**Written instruction 1:**
Name every person identified by name in the passage about Lion's cost reductions, listing each one once.
**Written instruction 2:**
Swap "customers" for "clients" in the passage about Lion's cost reductions, and give the text between "Of course, strong" and "on November 6.", inclusive.

# start of Document passage

Lion CFO Martin Hollenhorst said the cost reduction strategies the company has already put in place — including staff cuts and the decision to close its lab — “take time to hit the P&L.”
Hollenhorst added that the company does not intend to reduce its staff based solely on bottom-line concerns. “A default on just consolidating for cost-saving doesn’t help us with the services we provide,” he said. “Know-how is important, but it comes with a lot of complexity. Short-term, to reduce or wipe out any sites is very difficult to do.”
While acknowledging that, “mid- to long-term, we have to reduce that complexity,” Hollenhorst added, “for the time being we need the talent there and we need the product.”
Lion is counting on strong sales for SRS and the company’s recently launched Discovery Center integration solution to sustain it through the upcoming product release drought. Coupled with the cost-saving measures the company has already put in place, von Bohlen and Hollenhorst are confident that break-even remains in reach.
Of course, strong sales for Discovery Center will be “absolutely necessary for the company to survive with their current workforce,” as Höger pointed out. “We really have to see if this product is, first of all, as good as Lion claims it to be, and if the customers can be convinced to invest some million euros in these solutions. This is the key question.”
Lion will provide detailed results of its second-quarter earnings on November 6.

# end of Document passage
# start of Supplied data

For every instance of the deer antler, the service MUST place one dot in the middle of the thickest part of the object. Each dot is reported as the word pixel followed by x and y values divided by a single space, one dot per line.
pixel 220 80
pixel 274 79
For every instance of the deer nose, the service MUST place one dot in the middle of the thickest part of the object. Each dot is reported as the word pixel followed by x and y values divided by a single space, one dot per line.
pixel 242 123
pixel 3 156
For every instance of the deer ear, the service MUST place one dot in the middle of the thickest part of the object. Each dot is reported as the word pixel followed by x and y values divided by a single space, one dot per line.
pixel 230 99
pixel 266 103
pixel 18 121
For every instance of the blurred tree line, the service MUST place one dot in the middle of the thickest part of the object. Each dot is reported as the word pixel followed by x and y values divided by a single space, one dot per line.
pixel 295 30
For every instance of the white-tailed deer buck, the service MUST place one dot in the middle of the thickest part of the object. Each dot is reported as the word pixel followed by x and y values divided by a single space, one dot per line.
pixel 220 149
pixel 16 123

# end of Supplied data
# start of Supplied data

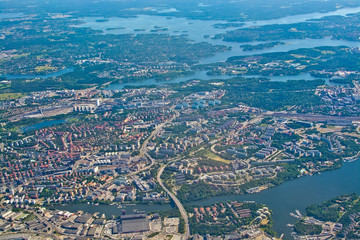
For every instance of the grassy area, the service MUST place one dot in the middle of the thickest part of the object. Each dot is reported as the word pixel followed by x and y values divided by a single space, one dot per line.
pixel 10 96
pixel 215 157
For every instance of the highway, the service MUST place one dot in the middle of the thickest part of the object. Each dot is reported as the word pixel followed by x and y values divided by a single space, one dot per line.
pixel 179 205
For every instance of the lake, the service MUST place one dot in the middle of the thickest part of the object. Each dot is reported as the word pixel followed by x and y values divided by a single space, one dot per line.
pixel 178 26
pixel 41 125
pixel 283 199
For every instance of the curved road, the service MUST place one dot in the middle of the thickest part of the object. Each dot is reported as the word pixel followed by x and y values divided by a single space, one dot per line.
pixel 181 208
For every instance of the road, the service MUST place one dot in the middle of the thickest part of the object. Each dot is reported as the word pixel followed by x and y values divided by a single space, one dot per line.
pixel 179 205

# end of Supplied data

**Final result 1:**
Martin Hollenhorst, von Bohlen, Höger

**Final result 2:**
Of course, strong sales for Discovery Center will be “absolutely necessary for the company to survive with their current workforce,” as Höger pointed out. “We really have to see if this product is, first of all, as good as Lion claims it to be, and if the clients can be convinced to invest some million euros in these solutions. This is the key question.”
Lion will provide detailed results of its second-quarter earnings on November 6.